>> Begin

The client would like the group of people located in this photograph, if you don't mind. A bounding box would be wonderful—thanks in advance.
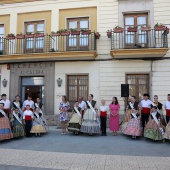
[59,94,120,136]
[59,93,170,141]
[0,94,47,141]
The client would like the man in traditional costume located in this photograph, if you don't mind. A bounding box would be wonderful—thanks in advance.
[0,94,10,117]
[123,108,142,139]
[0,103,13,141]
[78,96,86,119]
[140,93,153,131]
[12,95,23,117]
[121,96,139,132]
[34,97,49,131]
[144,106,165,141]
[100,99,109,136]
[23,104,34,137]
[22,95,34,112]
[80,94,100,136]
[164,94,170,124]
[11,108,25,138]
[67,101,82,135]
[30,107,46,137]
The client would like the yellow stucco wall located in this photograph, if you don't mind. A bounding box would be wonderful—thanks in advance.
[0,15,10,35]
[59,7,97,31]
[17,11,51,34]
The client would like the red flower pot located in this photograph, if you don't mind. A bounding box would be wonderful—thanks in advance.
[25,34,34,38]
[107,31,112,38]
[6,36,15,40]
[95,32,100,39]
[51,32,61,36]
[154,25,165,31]
[141,27,151,31]
[15,35,25,39]
[61,31,70,36]
[127,27,137,32]
[71,31,80,35]
[113,28,124,33]
[34,33,44,37]
[81,30,91,35]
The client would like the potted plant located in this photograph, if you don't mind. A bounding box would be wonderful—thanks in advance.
[34,31,44,37]
[70,28,80,35]
[57,29,70,36]
[95,32,100,39]
[81,28,91,35]
[51,31,60,36]
[15,33,25,39]
[25,32,34,38]
[141,26,151,31]
[6,33,15,40]
[154,22,165,31]
[113,26,124,33]
[127,27,138,32]
[107,30,112,38]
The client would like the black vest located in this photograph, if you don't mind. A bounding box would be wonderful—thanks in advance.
[86,100,96,109]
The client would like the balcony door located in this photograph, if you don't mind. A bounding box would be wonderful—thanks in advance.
[67,17,89,51]
[0,24,5,55]
[67,75,89,107]
[126,74,149,101]
[124,13,148,48]
[25,21,44,53]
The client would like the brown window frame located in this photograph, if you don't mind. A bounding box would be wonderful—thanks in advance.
[124,12,149,48]
[67,74,89,108]
[24,20,45,53]
[126,73,150,101]
[66,17,89,51]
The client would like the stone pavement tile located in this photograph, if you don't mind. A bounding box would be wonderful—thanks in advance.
[136,156,156,169]
[87,165,105,170]
[152,157,170,169]
[122,156,139,169]
[69,163,88,170]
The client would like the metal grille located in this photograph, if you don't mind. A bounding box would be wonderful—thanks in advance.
[126,74,149,101]
[67,75,89,107]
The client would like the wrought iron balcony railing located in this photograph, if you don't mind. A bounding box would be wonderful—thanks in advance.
[0,32,96,55]
[111,29,169,50]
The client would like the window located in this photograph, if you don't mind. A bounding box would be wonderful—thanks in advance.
[25,21,44,52]
[0,24,5,53]
[126,74,149,101]
[67,75,89,107]
[124,13,148,48]
[67,17,89,50]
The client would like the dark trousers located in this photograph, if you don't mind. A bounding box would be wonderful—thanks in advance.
[100,116,107,134]
[141,113,150,131]
[25,120,32,137]
[166,116,170,124]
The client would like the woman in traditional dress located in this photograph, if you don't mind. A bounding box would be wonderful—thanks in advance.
[109,97,120,136]
[59,96,70,135]
[164,121,170,140]
[122,96,139,132]
[144,106,164,141]
[0,103,13,141]
[68,101,82,135]
[123,109,142,139]
[11,108,25,138]
[34,97,49,131]
[80,94,100,136]
[154,95,166,130]
[30,108,46,136]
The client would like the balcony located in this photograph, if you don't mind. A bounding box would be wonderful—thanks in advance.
[0,32,97,63]
[110,28,169,59]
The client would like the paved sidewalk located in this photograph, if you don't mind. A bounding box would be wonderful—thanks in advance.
[0,149,170,170]
[0,127,170,170]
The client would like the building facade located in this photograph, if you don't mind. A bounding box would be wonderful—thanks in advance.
[0,0,170,124]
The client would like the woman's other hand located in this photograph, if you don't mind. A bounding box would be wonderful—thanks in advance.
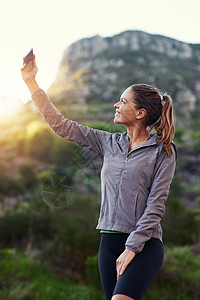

>> End

» OBJECTIVE: Lay out the data above as a Markdown table with two columns, "Row" for the row number and "Line" for the line itself, and omit any blank lines. Leave the pictures out of the table.

» WRITTEN REPLY:
| Row | Line |
|---|---|
| 1 | The client would like the group of people located in this photograph, if you don't mind. A bounding box would be wonderful—thanks in advance. |
| 2 | [59,94,120,136] |
| 3 | [59,93,170,141] |
| 4 | [0,94,47,141] |
| 5 | The client would like the man in traditional costume located in this photograph, if you don't mind. A bounding box would be wonderful—thanks in advance. |
| 6 | [0,94,10,117] |
| 7 | [123,108,142,139] |
| 8 | [0,103,13,141] |
| 9 | [78,96,86,119] |
| 10 | [140,93,153,131] |
| 11 | [12,95,23,117] |
| 12 | [121,96,139,132] |
| 13 | [34,97,49,131] |
| 14 | [144,106,165,141] |
| 15 | [100,99,109,136] |
| 16 | [23,104,34,137] |
| 17 | [22,95,34,112] |
| 18 | [80,94,100,136] |
| 19 | [164,94,170,124] |
| 20 | [11,108,25,138] |
| 21 | [67,101,82,135] |
| 22 | [30,107,46,137] |
| 23 | The client would like the yellow stucco wall located in this photograph, if you don't mind. A bounding box would be wonderful—thanks in advance. |
| 24 | [0,15,10,35] |
| 25 | [59,7,97,31] |
| 26 | [17,11,51,34] |
| 27 | The client would like the red flower pot located in this photograph, if you don't mind. A bounding box would be wonderful—thanks in advance. |
| 28 | [25,34,34,38] |
| 29 | [107,31,112,38] |
| 30 | [6,36,15,40] |
| 31 | [95,32,100,39] |
| 32 | [51,32,61,36] |
| 33 | [154,25,165,31] |
| 34 | [141,27,151,31] |
| 35 | [15,35,25,39] |
| 36 | [61,31,70,36] |
| 37 | [127,27,137,32] |
| 38 | [71,31,80,35] |
| 39 | [113,28,124,33] |
| 40 | [34,33,44,37] |
| 41 | [81,30,91,35] |
| 42 | The client would like the potted plant located in this photograph, if you don't mind. A bounding box would be wonderful—thanks in advance. |
| 43 | [34,31,44,37] |
| 44 | [70,28,80,35] |
| 45 | [57,29,70,36] |
| 46 | [95,32,100,39] |
| 47 | [81,28,91,35] |
| 48 | [51,31,60,36] |
| 49 | [15,33,25,39] |
| 50 | [25,32,34,38] |
| 51 | [141,26,151,31] |
| 52 | [6,33,15,40] |
| 53 | [154,22,165,31] |
| 54 | [113,26,124,33] |
| 55 | [127,27,138,32] |
| 56 | [107,30,112,38] |
| 57 | The client would like the black vest located in this photograph, if you don't mind. A bounding box would be wonderful—thanks in advance. |
| 58 | [86,100,96,109] |
| 59 | The client would like the balcony door located in this photograph, if you don't mind. A bounding box would be wonderful—thanks in advance. |
| 60 | [67,17,89,51] |
| 61 | [0,24,5,55] |
| 62 | [67,75,89,107] |
| 63 | [126,74,149,101] |
| 64 | [124,13,148,48] |
| 65 | [25,21,44,53] |
| 66 | The client would like the brown window frame located in this photograph, if you don't mind. A bounding box would be wonderful—thanks in advance. |
| 67 | [124,12,149,48] |
| 68 | [67,74,89,108] |
| 69 | [24,20,45,53] |
| 70 | [126,73,150,101] |
| 71 | [66,17,89,51] |
| 72 | The client would like the stone pavement tile located in this photograph, if you don't mind. A bounding box would be wonderful—thanks in advance. |
| 73 | [136,156,156,169] |
| 74 | [87,165,105,170] |
| 75 | [152,157,170,169] |
| 76 | [122,156,139,169] |
| 77 | [69,163,88,170] |
| 78 | The client would like the metal grille located in this photograph, if you don't mind. A bounding box would be wonderful—thanks in advance. |
| 79 | [126,74,149,101] |
| 80 | [67,75,89,107] |
| 81 | The client would like the wrought iron balcony railing located in this photograph, if you don't mind. A bounding box would be wonderful—thanks in advance. |
| 82 | [0,32,96,55] |
| 83 | [111,29,169,50] |
| 84 | The client would like the window located in this photograph, if you don't mind. A bounding box would be wonderful—thanks in advance. |
| 85 | [25,21,44,52] |
| 86 | [0,24,5,53] |
| 87 | [126,74,149,101] |
| 88 | [67,75,89,107] |
| 89 | [124,13,148,48] |
| 90 | [67,17,89,50] |
| 91 | The client would like the dark trousers located in this photograph, if you don't mind. A bounding box would be wonderful—thanks in advance. |
| 92 | [100,116,107,134] |
| 93 | [141,113,150,131] |
| 94 | [25,120,32,137] |
| 95 | [166,116,170,124] |
| 96 | The client would like the woman in traditional dress located in this photograph, if you don't mind. A bounding box would be wonderful—thanks in advance. |
| 97 | [109,97,120,136] |
| 98 | [59,96,70,135] |
| 99 | [164,121,170,140] |
| 100 | [122,96,139,132] |
| 101 | [144,106,164,141] |
| 102 | [0,103,13,141] |
| 103 | [68,101,82,135] |
| 104 | [123,109,142,139] |
| 105 | [11,108,25,138] |
| 106 | [34,97,49,131] |
| 107 | [80,94,100,136] |
| 108 | [154,95,166,130] |
| 109 | [30,108,46,136] |
| 110 | The client would like the balcony located in this photograph, if you don't mind. A bounding box would be wonderful—thanks in advance. |
| 111 | [0,32,97,63] |
| 112 | [110,28,169,59] |
| 113 | The client would like the paved sidewalk located in this photograph, if you don't mind. A bounding box would be wonderful—thanks in advance. |
| 114 | [0,149,170,170] |
| 115 | [0,127,170,170] |
| 116 | The client would like the building facade located in this photograph, if you don't mind. A bounding box would be wonderful—thanks in advance. |
| 117 | [0,0,170,124] |
| 118 | The client would like the woman's other hand located in this photograph, if you don't mind. A bounding box would be wonderful—thanks in advance. |